Passage
┏━━

Antonis Manitakis (: born 1944) is a Greek university professor and politician. He was a Minister of administrative reform and e-governance (2012/2013) and a former interim Minister of the Interior and Administrative Reconstruction, having served in 2012 and 2015.

Early life and education 
Manitakis was born on 19 April 1944 in Thessaloniki. He studied law at the Law School of the Aristotle University of Thessaloniki and received a doctor of law from the University of Brussels. Afterwards, he was elected as a professor at the Law School of the Aristotle University of Thessaloniki. Antonis Manitakis was a student of Aristovoulos Manesis, whom he succeeded at the Constitutional law seat.

Academic career
During his academic career, he was the dean of the School of Law and Political Sciences, as well as a visiting scholar at the University of Montpellier (1987), the University of Paris X (1989), the University of Rome La Sapienza (1994) and the University of Nantes (2002). From 2004 to 2010, he taught European Constitutional Law at the University of Montpellier's Law School summer seminars.

In 2007, Manitakis was awarded with the award of exceptional university teaching by the President of Greece Karolos Papoulias. He served as a deputy chairman of the National Council of Radio and Television (1997–1999).

┗━━

The tasks
- 1) Answer from the Antonis Manitakis biography:
(a) From which university did Manitakis receive his doctor of law?
(b) What subject did he teach at the University of Montpellier's Law School summer seminars from 2004 to 2010?
(c) Of which body was he deputy chairman from 1997 to 1999?
- 2) Using the Antonis Manitakis biography, decide whether each statement agrees with it:
(a) Manitakis was born in Athens.
(b) He was a visiting scholar at the University of Rome La Sapienza in 1994.
(c) His award for exceptional university teaching was presented by Karolos Papoulias.
- 3) Carry on the Antonis Manitakis biography from its final sentence.

Given information
┏━━

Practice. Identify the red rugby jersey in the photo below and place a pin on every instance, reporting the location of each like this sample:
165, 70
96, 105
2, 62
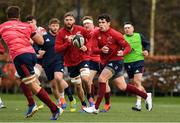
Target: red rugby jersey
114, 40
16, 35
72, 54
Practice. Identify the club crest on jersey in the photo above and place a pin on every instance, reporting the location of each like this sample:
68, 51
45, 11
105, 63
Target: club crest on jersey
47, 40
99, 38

┗━━
┏━━

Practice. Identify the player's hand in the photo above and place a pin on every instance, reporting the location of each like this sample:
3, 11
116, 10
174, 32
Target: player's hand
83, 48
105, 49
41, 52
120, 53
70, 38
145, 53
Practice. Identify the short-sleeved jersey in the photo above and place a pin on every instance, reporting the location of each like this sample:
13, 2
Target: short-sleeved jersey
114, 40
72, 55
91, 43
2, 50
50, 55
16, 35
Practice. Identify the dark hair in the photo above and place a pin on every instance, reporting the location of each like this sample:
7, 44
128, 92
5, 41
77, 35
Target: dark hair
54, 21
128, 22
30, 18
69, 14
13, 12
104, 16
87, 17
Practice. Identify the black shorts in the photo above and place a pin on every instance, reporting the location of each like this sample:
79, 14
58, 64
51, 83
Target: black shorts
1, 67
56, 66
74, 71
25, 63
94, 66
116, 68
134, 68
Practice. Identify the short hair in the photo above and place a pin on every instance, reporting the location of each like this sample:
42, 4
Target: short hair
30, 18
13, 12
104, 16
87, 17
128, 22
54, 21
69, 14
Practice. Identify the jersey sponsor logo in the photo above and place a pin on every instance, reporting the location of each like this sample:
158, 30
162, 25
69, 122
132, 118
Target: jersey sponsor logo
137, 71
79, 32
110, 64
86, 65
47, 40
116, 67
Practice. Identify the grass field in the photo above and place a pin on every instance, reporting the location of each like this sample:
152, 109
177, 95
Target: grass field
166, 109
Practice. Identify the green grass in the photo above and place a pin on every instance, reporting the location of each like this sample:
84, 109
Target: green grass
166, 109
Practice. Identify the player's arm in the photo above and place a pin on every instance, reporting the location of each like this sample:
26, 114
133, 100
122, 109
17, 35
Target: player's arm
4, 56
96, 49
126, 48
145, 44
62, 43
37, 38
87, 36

┗━━

Answers to each task
- 1)
(a) The University of Brussels.
(b) European Constitutional Law.
(c) The National Council of Radio and Television.

- 2)
(a) No: "Manitakis was born on 19 April 1944 in Thessaloniki."
(b) Yes: "the University of Rome La Sapienza (1994)"
(c) Yes: "awarded with the award of exceptional university teaching by the President of Greece Karolos Papoulias"

- 3)
Since April 2014, he is the Dean of the School of Law in the Neapolis University in Cyprus

Political career
In May 2012, Manitakis was appointed interim minister of interior to the Caretaker Cabinet of Panagiotis Pikrammenos. On 21 June, after a suggestion made by the Democratic Left, it was announced that he would participate at the Government of Antonis Samaras as the minister of administrative reform and e-governance.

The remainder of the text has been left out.